[START EXTRACT TO READ]
By late October the majority of ships were being serviced by scab labour and regular fights broke out on the wharf. The premises of some Greeks and Italians were bombed. On 2 November there was a violent confrontation as unionists tried to break through a police cordon protecting one of the ships using ‘volunteer’ labour on Princes Pier. The police were ordered to fire into the crowd and four unionists were wounded. One, returned soldier Alan Whittaker, later died of his wounds. Over the following weeks most unionists who could returned to work. However the repercussions from the 1928 strike continued for decades, not least because two unions thereafter competed for work — the WWFA and a new union, the Permanent and Casuals Wharf Labourers’ Union, comprising those brought in to break the strike. In time the two rival unions would bury their differences, but it took many years.
Herald 21 September 1928, p. 24
Reproduced courtesy National Library of Australia
A newspaper photograph of men from the WWFA lining up for selection for the morning shift in September 1928.
Waterside workers and seamen demonstrate outside the Commonwealth Industrial Court Building, 1958.
Reproduced courtesy State Library Victoria
The waterfront continued to be turbulent during the period after the Second World War. Full employment allowed unions to bargain for better wages and conditions and the unions were powerful protectors of their members. In 1951 the WWF absorbed the former Permanent and Casual Wharf Labourers’ Union, increasing its bargaining power. In 1958, when this press photograph was taken, workers were demonstrating against attempts to reduce the size of gangs on the wharf, citing safety concerns and the high rate of accidents. Previously the unions had organised workers into gangs and rotated members to share the work equally, effectively contracting with employers to supply the workforce. But maritime unions were still regarded as radical unions by employer groups, which continued to seek to reduce their bargaining power.
The battle between employers and unions continued well into recent times. One particularly bitter and extended dispute took place in 1997-8 when the Maritime Union of Australia, formed by an amalgamation in 1993 of the Waterside Workers’ Federation and the Seamen’s Union, opposed an attempt by Patrick Stevedoring Corporation to restructure its business, sacking its union workforce and replacing them with non-union labour. In the resulting lock out of workers, the union established picket lines on the docks, attempting to keep out ‘scab’ workers. Patrick was supported by the Federal Liberal Government, which argued that reducing the power of the unions would increase productivity on Australian wharves. Legal action, which progressed all the way to the High Court, eventually saw union workers reinstated, but with a reducing workforce to be achieved through voluntary redundancies and changes to work practices. In the intervening years bulk handling and containerisation had already cut the maritime workforce significantly, also reducing the resources of the maritime unions.
[END EXTRACT TO READ]
[START INFORMATION SHOWN]
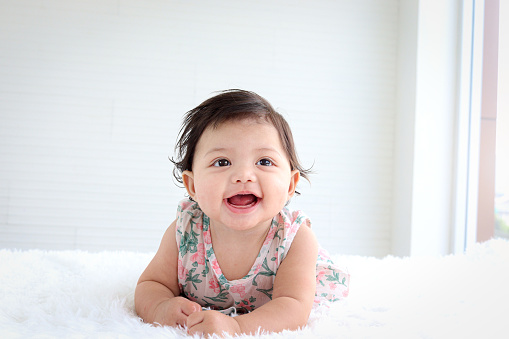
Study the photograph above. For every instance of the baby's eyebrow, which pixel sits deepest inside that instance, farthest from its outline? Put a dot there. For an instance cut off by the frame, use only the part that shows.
(270, 149)
(216, 149)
[END INFORMATION SHOWN]
REQUIRED ACTIONS —
**1)** According to the extract on Australian waterfront disputes, in what year did the WWF absorb the Permanent and Casual Wharf Labourers' Union?
**2)** Print the passage from the extract on Australian waterfront disputes, starting with "Reproduced courtesy State" and going on through "their bargaining power.".

TASK RESULTS —
**1)** 1951

**2)**
Reproduced courtesy State Library Victoria
The waterfront continued to be turbulent during the period after the Second World War. Full employment allowed unions to bargain for better wages and conditions and the unions were powerful protectors of their members. In 1951 the WWF absorbed the former Permanent and Casual Wharf Labourers’ Union, increasing its bargaining power. In 1958, when this press photograph was taken, workers were demonstrating against attempts to reduce the size of gangs on the wharf, citing safety concerns and the high rate of accidents. Previously the unions had organised workers into gangs and rotated members to share the work equally, effectively contracting with employers to supply the workforce. But maritime unions were still regarded as radical unions by employer groups, which continued to seek to reduce their bargaining power.